Tasks to perform |
• 1. Using the coaching account, decide whether each statement agrees with it, answering yes or no and quoting the words that settle it: (a) A maths teacher once said she would never be good at maths. (b) She chose to replace calmness and confidence with being upset. (c) One suggestion was to leave for client visits from the office.
• 2. Summarize the coaching account in two sentences.

Extract to read |
......

We did various NLP exercises including ‘Using your imagination to change your feelings.’ This demonstrated that we can change our feelings at will. I asked L to sit quietly for a few moments and think of a situation when she had done something that she did not feel good about. 

I asked her to notice what feelings came up. Then I asked her to take another deep breath and think about a situation where she had done something and felt really good, and again, to notice the feelings that came up.  Laura had just used her imagination to recall two experiences that resulted in very different feelings. This helped to demonstrate that she could use the connection between her imagination and feelings to put her in control and help her to choose the way she feels.

This exercise led nicely onto an ‘anchoring states’ exercise.  She chose to substitute calmness and confidence for being upset and feeling vulnerable.

We talked about limiting beliefs as she had had an experience at school where her maths teacher had told her that she would ‘never be any good at maths’. This comment had stayed with her throughout her life and she wanted to prove the teacher wrong. She said that this comment spurred her on for seven years to prove her teacher wrong! She did this by going to university as a mature student and getting her degree.
As well as the practical exercises we also talked about setting up support mechanisms for her for when she went out on her visits to client’s premises. 

She came up with simple and practical suggestions such as taking a colleague with her and going straight from home in the morning rather than from the office, so that she did not have time to get too worked up about the visit.

We also uncovered some deeply embedded issues that she now realises have impacted upon her and how she feels and acts. She has chosen to acknowledge these issues but put them behind her in the past where they belong.

......

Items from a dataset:
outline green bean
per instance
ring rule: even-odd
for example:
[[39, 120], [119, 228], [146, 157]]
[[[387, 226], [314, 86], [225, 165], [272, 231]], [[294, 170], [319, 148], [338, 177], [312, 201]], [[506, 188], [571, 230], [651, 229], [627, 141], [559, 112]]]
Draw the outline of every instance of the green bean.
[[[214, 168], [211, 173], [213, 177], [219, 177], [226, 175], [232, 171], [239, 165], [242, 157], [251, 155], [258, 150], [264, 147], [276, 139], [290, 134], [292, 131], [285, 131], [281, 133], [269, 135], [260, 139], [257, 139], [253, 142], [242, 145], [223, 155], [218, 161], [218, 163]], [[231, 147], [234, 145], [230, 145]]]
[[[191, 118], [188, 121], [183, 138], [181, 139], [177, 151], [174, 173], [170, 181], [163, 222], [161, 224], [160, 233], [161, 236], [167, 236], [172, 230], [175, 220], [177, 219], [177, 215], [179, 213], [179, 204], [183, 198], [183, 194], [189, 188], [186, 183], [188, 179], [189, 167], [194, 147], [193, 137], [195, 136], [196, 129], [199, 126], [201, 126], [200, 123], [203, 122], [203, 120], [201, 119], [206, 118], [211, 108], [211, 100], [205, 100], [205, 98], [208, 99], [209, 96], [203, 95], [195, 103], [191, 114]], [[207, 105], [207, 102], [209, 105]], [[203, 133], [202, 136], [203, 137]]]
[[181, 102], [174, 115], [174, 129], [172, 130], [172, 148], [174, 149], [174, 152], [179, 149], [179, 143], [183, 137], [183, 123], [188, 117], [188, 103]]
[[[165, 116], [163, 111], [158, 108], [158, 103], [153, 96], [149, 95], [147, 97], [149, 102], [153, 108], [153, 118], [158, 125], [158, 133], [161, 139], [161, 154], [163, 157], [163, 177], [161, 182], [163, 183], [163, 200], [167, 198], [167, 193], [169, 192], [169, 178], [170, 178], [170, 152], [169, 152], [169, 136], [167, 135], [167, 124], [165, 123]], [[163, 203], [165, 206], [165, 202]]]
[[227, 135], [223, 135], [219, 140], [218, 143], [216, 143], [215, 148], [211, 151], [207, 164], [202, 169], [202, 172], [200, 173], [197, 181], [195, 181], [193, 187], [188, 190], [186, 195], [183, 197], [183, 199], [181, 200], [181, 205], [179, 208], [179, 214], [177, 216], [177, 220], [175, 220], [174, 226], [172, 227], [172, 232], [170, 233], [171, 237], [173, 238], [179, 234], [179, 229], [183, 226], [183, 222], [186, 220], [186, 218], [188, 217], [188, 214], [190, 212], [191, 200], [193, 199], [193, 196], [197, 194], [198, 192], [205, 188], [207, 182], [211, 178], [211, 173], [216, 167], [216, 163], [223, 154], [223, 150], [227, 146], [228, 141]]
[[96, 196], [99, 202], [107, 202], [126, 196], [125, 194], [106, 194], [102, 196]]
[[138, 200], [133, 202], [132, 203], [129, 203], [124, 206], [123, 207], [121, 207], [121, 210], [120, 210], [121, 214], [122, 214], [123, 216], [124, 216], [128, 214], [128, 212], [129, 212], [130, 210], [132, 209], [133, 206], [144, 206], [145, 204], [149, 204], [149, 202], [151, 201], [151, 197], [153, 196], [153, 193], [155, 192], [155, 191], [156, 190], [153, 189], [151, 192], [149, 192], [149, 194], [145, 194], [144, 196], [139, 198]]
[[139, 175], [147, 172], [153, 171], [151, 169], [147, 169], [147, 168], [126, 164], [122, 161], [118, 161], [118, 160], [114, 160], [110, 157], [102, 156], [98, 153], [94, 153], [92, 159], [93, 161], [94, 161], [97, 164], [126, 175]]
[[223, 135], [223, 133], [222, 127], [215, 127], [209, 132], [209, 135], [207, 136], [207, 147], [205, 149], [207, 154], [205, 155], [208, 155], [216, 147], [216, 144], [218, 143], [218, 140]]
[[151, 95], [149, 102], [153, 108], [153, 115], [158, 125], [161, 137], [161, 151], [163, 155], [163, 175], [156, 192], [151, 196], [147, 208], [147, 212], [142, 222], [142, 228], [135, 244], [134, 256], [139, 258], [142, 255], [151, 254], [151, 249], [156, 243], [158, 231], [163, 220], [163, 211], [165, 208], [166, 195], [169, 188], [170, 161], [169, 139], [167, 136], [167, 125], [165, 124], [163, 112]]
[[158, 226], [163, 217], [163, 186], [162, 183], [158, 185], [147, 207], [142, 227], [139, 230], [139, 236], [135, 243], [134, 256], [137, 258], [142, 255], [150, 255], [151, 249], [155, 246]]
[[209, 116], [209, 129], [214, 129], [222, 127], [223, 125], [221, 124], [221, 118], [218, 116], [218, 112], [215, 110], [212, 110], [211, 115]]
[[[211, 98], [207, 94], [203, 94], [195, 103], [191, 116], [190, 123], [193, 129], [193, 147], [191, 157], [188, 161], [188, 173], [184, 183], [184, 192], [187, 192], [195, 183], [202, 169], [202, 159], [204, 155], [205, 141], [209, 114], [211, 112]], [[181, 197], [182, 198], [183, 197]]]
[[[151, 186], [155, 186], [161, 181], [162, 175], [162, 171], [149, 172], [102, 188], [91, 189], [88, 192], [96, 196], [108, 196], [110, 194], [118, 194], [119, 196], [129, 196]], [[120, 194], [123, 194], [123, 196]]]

......

Task-by-task outputs |
• 1.
(a) Yes: "her maths teacher had told her that she would ‘never be any good at maths’"
(b) No: "She chose to substitute calmness and confidence for being upset and feeling vulnerable."
(c) No: "going straight from home in the morning rather than from the office"

• 2. Through NLP exercises such as recalling good and bad experiences and anchoring states, she learned that she could use her imagination to choose her feelings, replacing being upset and vulnerable with calmness and confidence. The sessions also covered a limiting belief from a maths teacher's comment, which she proved wrong by earning a university degree; practical support for client visits, like taking a colleague; and deeply embedded issues that she chose to leave in the past.